**Provided records**
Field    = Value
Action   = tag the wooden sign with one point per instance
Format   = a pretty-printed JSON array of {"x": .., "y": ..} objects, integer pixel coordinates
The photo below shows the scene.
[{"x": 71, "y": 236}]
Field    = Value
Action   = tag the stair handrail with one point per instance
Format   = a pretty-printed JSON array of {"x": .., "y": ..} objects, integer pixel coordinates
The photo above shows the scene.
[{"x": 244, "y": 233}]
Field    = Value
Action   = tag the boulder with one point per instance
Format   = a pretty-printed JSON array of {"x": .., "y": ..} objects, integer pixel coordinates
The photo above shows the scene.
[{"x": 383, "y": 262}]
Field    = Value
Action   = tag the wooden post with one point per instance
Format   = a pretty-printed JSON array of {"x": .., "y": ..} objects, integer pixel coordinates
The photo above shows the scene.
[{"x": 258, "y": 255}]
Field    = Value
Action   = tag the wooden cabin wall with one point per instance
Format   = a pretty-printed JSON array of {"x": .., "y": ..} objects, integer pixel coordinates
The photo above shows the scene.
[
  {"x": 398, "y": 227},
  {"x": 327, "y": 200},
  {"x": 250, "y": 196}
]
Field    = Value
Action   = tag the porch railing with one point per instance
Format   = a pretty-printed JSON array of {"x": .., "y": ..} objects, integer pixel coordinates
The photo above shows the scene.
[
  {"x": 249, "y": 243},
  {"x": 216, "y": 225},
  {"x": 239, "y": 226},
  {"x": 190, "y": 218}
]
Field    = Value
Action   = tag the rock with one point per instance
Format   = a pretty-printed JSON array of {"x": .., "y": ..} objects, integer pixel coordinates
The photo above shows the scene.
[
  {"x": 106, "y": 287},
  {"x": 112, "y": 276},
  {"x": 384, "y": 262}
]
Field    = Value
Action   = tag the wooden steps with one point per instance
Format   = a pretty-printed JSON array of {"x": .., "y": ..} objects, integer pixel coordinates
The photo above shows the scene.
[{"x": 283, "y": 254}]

**The task**
Output the listing above without altering a single character.

**Reply to the task**
Field    = Value
Action   = tag the wooden sign with one point per instance
Format   = a pretty-printed JSON array of {"x": .., "y": ..} objects, integer pixel coordinates
The photo below shows the scene.
[{"x": 71, "y": 236}]
Field    = Value
Action   = tag the stair handrail with one point per instance
Format   = a pretty-printed JSON array of {"x": .., "y": ..} objects, integer pixel coordinates
The photo above shows the scene.
[{"x": 244, "y": 233}]
Field    = Value
Action   = tag the boulder with one point per instance
Format   = a pretty-printed JSON array of {"x": .., "y": ..} objects, integer pixel coordinates
The photo above shows the scene.
[{"x": 383, "y": 262}]
Field    = Value
Action   = tag the wooden post with one point per instance
Format   = a pretty-printed JSON array of {"x": .., "y": ..} objects, integer pixel coordinates
The photo above shows the scene.
[{"x": 258, "y": 255}]
Field    = Value
Action   = tag the wooden cabin wall with one point per instance
Format   = a pretty-printed JSON array of {"x": .., "y": ..} objects, integer pixel coordinates
The photo above shows the scene.
[
  {"x": 398, "y": 227},
  {"x": 327, "y": 200},
  {"x": 250, "y": 196}
]
Field    = Value
Action   = tag the porch railing with one point per instance
Format   = a pretty-printed JSON array of {"x": .., "y": ..} objects, integer pixel coordinates
The photo above shows the scene.
[
  {"x": 249, "y": 243},
  {"x": 216, "y": 225},
  {"x": 239, "y": 226},
  {"x": 190, "y": 218}
]
Field    = Value
Action   = tag the rock with one point per instance
Format   = a pretty-printed JSON array of {"x": .., "y": ..} objects, integer pixel coordinates
The photo above shows the scene.
[
  {"x": 106, "y": 287},
  {"x": 112, "y": 276},
  {"x": 384, "y": 262}
]
Field    = Value
Action   = tag the wooden steps with one point per instance
Format   = a pretty-printed JSON array of {"x": .., "y": ..} objects, integer pixel coordinates
The photo above shows the scene.
[{"x": 283, "y": 254}]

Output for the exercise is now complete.